§ **Source document**

Start of Block

Iselin’s disease is an osteochondrosis or traction apophysitis of the fifth metatarsal base at the attachment of the peroneus brevis tendon. It was first described by a German physician, Dr Hans Iselin in 1912. The apophysis at the tuberosity of the fifth metatarsal tends to appear around the age of 10 for females and the 12 for males. Generally, the apophysis fuses within about a year after it appears. The condition is thought to be often under-reported and under recognized.
Almost all cases are associated with higher levels of athletic activity so is most likely due to repetitive minor trauma. A laterally deviated subtalar axis will increase the pull of peroneus brevis tendon due to the shorter lever arm. A higher level of metatatarsus adductus angle may be related.
Insidious onset of pain at the base of the fifth metatarsal that is aggravated with activity
Sometimes present with a limp and/or walk with everted foot.
Many have some swelling
Sometimes local tenderness and pain on resisted inversion
X-ray: fragmentation, irregularity, cystic changes around the apophysis; widening of the apophysis.
Activity limitation and restriction or total rest appears to be most effective
Short term use of strapping and foot orthotic designs to reduce activity of peroneus brevis
Cast or CAM boot immobilization
Return to activity plan
May resolve spontaneously as apophysis fuses to due natural history of skeletal maturity.

End of Block

§ **Prompt 1**
Answer from the text on Iselin's disease:
(a) Who first described the condition, and in what year?
(b) Around what age does the apophysis at the fifth metatarsal tuberosity tend to appear in males?
(c) What two forms of immobilization are listed?
§ **Prompt 2**
According to the text on Iselin's disease, why is the condition most likely due to repetitive minor trauma?

§ **Recorded information**

Start of Block

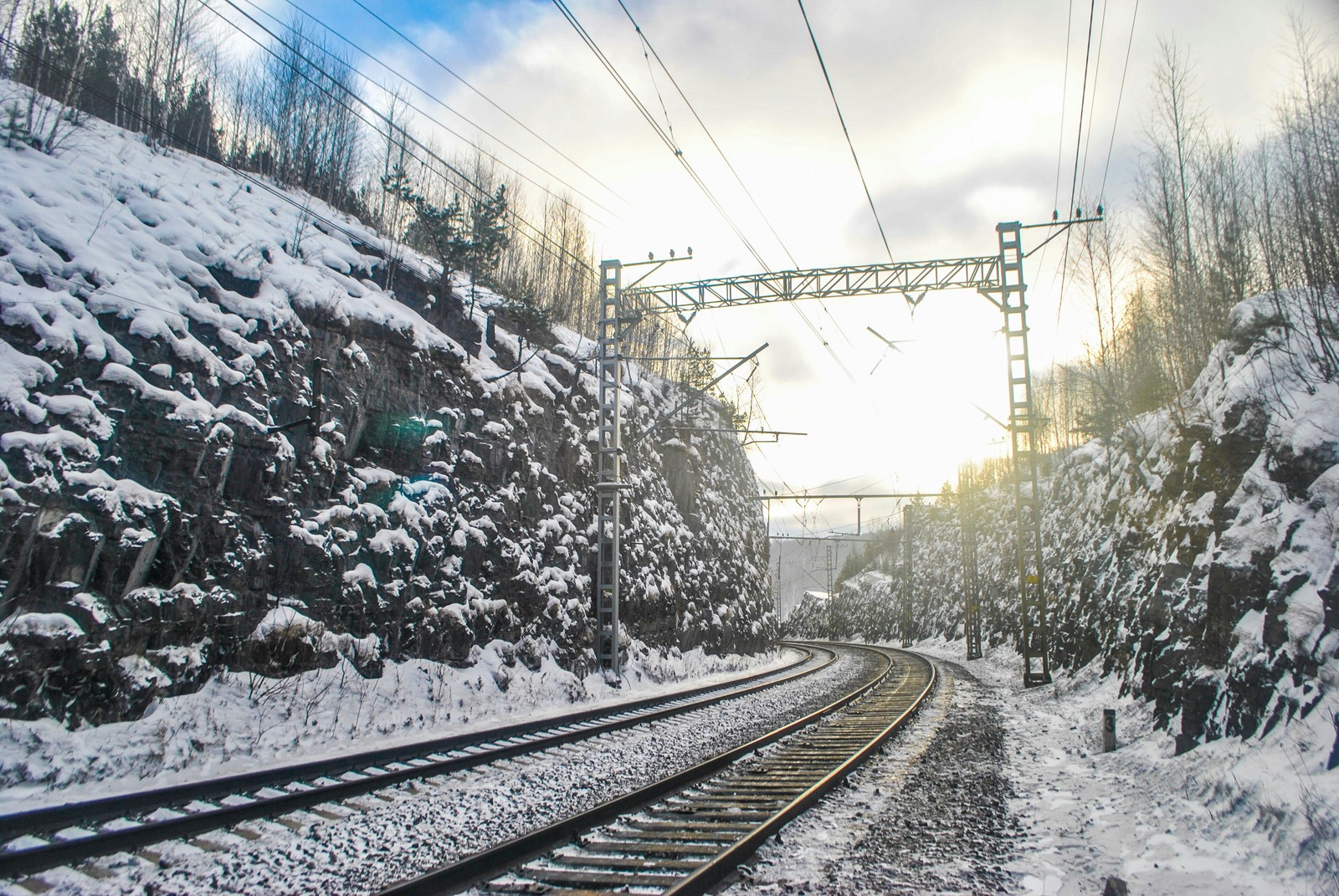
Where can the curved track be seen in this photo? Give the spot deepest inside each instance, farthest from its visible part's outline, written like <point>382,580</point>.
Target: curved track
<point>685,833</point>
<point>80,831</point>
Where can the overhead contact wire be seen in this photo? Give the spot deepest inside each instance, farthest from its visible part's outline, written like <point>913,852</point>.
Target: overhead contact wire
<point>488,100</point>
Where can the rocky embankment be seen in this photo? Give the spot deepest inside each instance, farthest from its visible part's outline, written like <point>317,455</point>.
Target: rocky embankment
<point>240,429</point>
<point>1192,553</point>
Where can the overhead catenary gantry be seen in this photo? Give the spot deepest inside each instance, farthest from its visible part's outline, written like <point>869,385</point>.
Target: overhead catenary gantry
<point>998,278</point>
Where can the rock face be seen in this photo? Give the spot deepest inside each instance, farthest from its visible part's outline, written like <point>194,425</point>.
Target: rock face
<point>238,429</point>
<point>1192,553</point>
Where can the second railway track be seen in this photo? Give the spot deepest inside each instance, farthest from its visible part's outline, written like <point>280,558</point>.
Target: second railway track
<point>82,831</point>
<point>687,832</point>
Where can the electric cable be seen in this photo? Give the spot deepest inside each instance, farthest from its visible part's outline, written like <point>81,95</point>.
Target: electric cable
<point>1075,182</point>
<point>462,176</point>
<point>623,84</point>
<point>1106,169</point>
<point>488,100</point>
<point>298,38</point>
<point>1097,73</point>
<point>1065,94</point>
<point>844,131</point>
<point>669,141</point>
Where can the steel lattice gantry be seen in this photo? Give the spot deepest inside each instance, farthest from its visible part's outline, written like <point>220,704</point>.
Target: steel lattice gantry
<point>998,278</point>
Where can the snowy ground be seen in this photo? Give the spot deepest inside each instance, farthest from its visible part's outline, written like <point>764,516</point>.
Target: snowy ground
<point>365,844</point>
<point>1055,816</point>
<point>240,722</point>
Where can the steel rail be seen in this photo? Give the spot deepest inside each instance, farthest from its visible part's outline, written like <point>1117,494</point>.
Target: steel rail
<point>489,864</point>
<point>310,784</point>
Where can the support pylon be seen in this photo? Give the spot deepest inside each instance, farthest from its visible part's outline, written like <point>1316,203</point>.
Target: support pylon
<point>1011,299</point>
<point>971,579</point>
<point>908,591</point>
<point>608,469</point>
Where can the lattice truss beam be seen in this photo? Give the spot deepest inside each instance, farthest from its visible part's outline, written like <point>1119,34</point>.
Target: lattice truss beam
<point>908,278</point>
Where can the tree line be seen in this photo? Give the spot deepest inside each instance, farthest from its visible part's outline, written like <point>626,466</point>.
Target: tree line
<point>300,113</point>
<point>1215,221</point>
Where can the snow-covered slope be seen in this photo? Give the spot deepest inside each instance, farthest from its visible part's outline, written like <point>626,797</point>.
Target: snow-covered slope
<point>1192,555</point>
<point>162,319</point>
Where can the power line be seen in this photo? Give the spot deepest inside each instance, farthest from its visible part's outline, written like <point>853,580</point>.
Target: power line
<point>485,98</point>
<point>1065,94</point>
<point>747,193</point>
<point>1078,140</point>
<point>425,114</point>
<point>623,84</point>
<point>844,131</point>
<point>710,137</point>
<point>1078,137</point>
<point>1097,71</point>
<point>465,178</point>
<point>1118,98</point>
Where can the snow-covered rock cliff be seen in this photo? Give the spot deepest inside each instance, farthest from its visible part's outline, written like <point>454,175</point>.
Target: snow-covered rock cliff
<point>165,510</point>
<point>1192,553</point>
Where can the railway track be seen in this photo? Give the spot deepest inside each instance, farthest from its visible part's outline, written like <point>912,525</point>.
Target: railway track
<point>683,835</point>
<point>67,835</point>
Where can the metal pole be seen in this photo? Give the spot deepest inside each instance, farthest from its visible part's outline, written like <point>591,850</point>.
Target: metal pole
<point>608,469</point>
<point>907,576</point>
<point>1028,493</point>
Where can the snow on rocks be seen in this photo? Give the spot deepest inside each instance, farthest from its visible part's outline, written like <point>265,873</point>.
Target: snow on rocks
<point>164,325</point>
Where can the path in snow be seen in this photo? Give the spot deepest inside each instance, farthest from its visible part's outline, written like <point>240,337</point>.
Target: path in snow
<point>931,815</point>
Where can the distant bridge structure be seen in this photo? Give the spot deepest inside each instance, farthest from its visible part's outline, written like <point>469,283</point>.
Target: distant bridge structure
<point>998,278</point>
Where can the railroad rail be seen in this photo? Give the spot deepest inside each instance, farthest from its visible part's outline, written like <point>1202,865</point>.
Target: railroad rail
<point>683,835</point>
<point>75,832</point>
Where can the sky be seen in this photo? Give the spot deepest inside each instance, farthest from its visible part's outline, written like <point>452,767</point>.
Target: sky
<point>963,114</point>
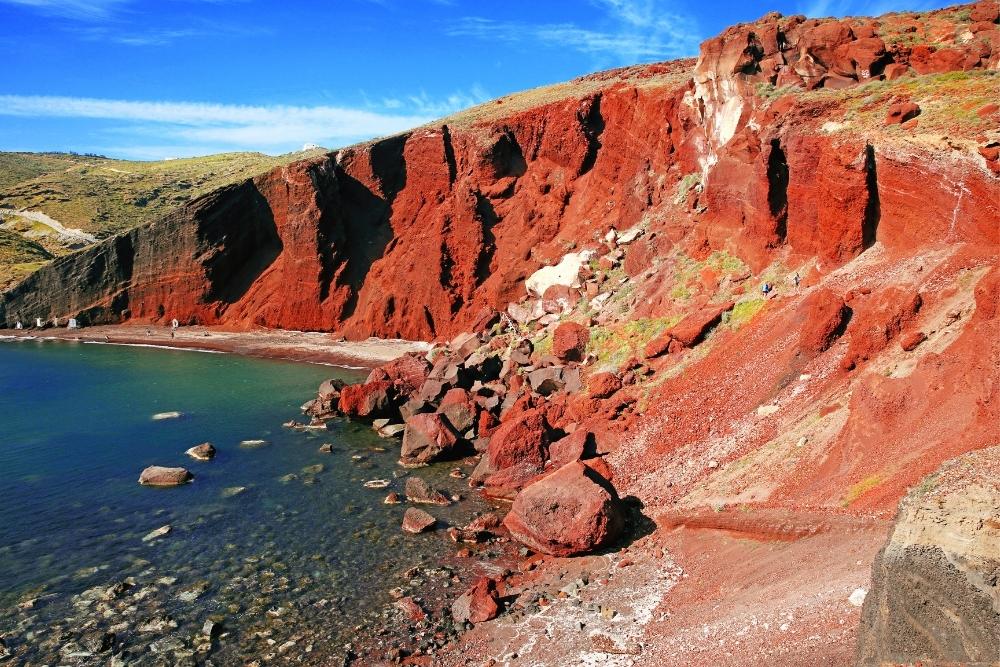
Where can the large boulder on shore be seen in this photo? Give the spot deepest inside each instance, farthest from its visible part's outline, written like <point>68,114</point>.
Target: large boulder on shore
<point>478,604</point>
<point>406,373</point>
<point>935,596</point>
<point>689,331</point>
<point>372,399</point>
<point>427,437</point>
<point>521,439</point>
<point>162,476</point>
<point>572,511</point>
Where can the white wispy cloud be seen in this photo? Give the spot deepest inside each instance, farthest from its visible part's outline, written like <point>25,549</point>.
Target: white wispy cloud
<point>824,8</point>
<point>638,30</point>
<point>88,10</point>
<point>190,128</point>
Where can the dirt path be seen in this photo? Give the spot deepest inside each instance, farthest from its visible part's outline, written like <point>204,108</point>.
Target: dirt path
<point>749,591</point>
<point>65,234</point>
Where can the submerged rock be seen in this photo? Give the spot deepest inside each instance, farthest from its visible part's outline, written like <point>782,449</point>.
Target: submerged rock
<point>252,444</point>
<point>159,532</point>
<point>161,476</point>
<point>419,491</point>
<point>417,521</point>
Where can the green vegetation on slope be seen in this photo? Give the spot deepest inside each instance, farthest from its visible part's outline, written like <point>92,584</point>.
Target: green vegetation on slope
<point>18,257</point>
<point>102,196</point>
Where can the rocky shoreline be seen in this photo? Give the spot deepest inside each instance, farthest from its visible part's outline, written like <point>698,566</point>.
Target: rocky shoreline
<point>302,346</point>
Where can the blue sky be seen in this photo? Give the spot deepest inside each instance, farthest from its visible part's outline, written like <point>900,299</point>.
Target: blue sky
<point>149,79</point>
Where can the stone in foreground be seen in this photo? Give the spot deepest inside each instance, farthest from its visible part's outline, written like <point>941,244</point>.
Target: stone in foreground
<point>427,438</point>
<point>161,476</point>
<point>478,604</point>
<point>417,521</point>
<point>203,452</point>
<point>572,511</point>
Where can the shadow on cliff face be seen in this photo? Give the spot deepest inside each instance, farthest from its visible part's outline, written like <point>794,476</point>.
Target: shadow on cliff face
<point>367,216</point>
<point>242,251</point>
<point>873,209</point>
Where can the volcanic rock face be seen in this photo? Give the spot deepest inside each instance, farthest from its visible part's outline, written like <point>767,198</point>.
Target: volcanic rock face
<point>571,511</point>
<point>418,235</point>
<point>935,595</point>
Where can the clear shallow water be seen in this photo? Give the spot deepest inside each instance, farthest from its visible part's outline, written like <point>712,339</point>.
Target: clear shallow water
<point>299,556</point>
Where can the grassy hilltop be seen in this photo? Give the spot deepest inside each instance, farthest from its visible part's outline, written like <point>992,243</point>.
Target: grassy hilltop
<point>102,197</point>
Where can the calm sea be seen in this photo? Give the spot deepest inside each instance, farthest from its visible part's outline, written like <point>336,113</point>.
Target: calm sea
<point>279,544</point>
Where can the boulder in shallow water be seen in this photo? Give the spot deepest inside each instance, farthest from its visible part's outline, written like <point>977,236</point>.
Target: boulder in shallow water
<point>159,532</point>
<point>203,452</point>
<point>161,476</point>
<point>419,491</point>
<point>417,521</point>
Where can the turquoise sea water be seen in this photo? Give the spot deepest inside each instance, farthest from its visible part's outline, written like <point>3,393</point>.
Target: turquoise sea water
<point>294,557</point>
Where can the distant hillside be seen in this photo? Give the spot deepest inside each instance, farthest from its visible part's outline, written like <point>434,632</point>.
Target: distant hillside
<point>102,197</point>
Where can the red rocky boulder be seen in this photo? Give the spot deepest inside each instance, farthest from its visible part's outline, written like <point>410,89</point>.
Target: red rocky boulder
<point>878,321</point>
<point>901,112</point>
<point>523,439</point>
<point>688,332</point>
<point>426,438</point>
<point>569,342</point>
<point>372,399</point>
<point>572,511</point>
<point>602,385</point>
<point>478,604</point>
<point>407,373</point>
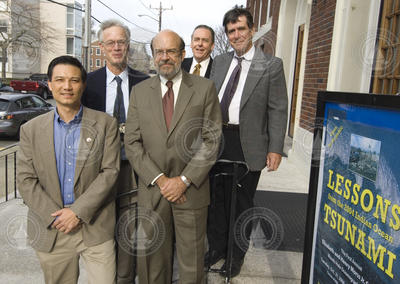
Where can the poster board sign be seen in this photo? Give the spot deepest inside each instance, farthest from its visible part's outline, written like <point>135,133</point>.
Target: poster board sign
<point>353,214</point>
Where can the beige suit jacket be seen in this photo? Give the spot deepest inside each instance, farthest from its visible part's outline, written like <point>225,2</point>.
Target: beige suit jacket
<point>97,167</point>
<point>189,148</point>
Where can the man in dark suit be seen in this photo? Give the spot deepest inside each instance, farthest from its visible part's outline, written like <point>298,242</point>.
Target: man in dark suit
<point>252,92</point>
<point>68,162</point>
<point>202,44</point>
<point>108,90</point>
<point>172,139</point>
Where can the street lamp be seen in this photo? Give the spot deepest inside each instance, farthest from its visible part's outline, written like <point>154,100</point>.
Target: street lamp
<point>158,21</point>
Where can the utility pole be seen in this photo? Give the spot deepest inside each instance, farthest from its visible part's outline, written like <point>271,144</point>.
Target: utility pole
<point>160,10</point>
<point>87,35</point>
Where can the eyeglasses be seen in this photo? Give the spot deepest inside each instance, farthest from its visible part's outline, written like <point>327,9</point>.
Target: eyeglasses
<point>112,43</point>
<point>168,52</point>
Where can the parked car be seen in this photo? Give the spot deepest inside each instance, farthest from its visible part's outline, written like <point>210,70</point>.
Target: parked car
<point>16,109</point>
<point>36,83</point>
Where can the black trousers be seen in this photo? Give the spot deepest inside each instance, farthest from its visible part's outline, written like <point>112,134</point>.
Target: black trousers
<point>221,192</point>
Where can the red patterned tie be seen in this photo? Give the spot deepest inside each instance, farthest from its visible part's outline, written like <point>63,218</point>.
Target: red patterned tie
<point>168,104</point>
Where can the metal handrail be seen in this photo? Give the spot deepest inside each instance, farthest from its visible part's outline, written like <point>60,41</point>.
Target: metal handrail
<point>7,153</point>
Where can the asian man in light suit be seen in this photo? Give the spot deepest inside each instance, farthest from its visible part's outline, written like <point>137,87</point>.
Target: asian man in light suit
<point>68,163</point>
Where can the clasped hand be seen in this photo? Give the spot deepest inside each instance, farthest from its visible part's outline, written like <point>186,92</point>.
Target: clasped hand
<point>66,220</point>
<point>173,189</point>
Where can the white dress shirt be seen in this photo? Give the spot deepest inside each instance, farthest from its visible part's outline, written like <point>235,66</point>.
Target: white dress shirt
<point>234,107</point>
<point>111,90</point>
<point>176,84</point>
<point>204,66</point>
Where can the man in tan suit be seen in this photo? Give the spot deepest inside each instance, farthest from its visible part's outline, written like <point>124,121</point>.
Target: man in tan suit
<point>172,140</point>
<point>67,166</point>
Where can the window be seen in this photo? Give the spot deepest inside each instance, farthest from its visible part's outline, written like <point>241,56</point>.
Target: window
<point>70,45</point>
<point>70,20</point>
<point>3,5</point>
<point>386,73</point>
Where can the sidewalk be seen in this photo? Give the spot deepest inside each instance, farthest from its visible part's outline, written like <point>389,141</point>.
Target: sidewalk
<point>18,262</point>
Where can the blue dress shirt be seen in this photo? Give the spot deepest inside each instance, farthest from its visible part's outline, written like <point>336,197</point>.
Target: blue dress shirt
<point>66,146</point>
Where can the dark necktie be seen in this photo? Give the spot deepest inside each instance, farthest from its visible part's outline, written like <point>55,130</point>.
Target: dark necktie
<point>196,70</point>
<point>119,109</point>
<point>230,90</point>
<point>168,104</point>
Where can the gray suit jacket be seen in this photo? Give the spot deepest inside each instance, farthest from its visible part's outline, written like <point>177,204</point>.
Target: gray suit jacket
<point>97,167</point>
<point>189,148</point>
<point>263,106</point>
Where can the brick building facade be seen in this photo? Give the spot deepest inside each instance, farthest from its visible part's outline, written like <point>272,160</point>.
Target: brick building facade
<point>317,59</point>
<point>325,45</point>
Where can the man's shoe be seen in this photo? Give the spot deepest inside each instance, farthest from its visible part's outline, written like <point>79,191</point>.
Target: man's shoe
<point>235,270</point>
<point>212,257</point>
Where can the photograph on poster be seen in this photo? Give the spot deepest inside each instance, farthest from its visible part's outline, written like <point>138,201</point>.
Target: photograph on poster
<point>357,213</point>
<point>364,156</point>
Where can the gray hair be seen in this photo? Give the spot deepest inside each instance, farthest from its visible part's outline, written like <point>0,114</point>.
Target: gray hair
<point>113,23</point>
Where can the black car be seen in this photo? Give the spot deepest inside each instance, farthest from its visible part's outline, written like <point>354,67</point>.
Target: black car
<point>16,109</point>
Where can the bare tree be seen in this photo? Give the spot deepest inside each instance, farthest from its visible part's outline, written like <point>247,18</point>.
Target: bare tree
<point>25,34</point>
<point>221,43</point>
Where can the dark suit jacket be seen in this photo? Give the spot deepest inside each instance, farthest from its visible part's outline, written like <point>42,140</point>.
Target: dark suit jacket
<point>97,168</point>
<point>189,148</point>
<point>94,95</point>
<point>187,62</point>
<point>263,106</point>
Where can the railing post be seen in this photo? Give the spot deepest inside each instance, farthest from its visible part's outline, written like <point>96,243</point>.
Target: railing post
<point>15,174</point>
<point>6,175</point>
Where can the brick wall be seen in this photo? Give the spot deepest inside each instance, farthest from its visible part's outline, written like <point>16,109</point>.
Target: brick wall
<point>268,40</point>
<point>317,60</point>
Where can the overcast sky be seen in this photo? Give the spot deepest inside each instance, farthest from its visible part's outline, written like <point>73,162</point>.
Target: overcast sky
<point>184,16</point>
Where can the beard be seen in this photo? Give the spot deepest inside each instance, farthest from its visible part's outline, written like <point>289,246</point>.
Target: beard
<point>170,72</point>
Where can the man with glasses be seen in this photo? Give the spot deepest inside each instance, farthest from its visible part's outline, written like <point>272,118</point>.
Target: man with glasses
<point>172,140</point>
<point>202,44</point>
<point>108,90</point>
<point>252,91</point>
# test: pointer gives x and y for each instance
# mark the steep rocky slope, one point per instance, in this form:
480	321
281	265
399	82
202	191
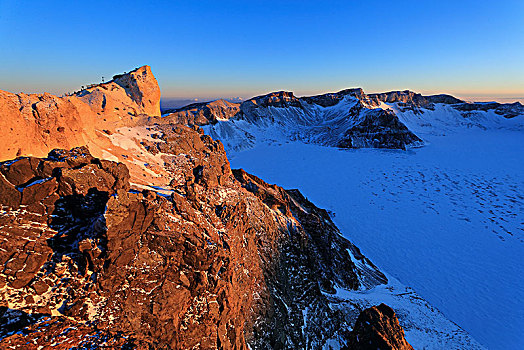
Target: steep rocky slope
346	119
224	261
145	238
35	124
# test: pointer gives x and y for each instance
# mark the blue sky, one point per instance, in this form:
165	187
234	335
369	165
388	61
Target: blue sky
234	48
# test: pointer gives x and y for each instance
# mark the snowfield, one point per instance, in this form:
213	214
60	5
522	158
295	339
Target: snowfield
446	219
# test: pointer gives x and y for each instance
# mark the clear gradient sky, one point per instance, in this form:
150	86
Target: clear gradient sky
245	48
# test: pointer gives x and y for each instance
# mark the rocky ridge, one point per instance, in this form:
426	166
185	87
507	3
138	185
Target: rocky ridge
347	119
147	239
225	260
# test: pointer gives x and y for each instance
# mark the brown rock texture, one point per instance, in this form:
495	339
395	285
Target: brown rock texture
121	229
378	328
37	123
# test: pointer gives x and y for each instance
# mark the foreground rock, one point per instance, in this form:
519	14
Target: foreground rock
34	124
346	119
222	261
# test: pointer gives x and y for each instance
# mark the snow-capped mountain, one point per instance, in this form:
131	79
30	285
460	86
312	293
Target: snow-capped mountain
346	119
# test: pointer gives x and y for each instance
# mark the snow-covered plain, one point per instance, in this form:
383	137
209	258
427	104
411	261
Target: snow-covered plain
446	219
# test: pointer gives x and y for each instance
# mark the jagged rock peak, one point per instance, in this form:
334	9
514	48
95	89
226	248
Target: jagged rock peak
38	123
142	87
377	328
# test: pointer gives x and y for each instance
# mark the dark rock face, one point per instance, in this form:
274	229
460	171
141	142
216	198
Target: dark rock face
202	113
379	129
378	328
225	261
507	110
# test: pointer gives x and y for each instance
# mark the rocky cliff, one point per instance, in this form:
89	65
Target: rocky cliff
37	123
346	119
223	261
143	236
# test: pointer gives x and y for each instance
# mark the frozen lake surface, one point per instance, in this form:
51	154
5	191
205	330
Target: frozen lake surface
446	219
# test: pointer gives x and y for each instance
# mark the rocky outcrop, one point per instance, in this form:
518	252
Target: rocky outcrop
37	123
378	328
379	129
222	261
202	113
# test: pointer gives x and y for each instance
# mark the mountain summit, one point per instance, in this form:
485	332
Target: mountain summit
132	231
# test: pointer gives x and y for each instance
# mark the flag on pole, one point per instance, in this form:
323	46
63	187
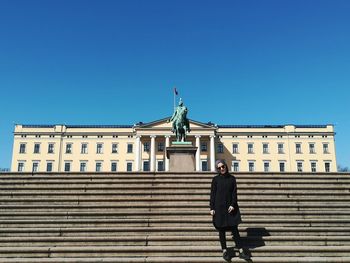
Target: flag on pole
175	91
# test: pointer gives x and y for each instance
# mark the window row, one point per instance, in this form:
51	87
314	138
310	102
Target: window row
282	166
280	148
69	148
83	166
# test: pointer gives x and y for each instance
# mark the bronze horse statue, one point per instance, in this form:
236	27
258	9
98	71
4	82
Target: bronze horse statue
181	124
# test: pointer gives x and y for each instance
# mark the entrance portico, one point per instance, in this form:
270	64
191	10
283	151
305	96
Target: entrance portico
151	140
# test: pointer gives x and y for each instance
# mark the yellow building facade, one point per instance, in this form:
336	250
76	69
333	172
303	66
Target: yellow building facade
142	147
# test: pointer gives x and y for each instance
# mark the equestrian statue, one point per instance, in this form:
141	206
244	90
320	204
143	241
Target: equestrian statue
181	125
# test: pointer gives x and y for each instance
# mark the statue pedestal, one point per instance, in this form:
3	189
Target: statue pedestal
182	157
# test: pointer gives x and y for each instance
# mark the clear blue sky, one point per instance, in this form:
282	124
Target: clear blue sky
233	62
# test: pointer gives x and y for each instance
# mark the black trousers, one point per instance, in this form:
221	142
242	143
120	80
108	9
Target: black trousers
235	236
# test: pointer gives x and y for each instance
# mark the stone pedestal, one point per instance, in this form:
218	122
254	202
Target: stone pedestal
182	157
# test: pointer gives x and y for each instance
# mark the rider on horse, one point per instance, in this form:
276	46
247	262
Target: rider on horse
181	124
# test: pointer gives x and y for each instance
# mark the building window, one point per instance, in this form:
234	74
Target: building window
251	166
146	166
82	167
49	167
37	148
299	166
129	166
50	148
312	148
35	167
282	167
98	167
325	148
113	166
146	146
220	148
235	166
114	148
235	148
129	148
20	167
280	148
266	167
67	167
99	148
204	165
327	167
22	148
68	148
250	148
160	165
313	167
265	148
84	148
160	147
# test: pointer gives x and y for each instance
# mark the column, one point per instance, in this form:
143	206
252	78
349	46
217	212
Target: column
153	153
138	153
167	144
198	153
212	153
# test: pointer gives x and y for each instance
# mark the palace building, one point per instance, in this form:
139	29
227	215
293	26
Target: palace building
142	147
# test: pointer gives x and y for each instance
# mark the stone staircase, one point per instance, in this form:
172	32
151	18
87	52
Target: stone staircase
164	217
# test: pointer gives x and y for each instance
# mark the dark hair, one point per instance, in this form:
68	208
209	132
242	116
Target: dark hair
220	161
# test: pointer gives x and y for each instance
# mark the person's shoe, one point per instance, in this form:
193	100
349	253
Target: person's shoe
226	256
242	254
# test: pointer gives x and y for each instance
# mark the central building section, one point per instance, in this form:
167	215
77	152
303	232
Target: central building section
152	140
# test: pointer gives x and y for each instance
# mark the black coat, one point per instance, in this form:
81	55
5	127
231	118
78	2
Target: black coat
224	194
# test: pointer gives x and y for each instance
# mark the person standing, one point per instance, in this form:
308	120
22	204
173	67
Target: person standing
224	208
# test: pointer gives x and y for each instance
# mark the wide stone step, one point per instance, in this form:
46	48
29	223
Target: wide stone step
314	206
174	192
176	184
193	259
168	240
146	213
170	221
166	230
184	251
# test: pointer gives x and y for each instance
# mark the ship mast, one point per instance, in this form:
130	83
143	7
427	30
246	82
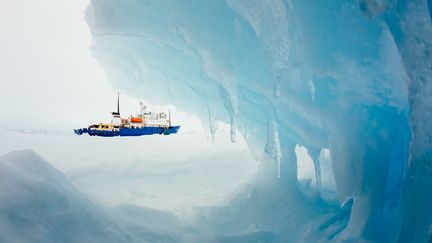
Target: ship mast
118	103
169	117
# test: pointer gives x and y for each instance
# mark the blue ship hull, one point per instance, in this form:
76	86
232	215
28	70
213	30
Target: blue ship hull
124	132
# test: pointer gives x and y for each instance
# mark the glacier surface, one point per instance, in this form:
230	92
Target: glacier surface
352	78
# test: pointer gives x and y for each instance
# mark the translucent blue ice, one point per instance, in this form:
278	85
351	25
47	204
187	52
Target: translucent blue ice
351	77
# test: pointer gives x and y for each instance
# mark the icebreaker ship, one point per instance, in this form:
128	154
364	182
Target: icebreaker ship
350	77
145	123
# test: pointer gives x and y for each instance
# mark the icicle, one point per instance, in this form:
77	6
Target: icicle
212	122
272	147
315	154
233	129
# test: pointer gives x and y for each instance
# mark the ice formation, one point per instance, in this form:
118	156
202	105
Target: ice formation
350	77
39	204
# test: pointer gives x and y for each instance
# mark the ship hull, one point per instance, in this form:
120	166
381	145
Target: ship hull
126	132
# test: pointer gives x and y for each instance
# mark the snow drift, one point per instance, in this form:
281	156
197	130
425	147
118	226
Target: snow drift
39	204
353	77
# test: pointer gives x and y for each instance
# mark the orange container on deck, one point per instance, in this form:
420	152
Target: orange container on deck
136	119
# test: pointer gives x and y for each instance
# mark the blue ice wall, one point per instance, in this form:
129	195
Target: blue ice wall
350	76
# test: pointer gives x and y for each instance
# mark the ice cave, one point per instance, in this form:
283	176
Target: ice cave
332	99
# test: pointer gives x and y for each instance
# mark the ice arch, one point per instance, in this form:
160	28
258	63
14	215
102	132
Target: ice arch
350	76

End of Block

§ **Answer box 1**
(a) Dr Hans Iselin, a German physician, in 1912.
(b) Around age 12.
(c) A cast or a CAM boot.

§ **Answer box 2**
Almost all cases are associated with higher levels of athletic activity. That link points to repeated minor trauma as the likely cause.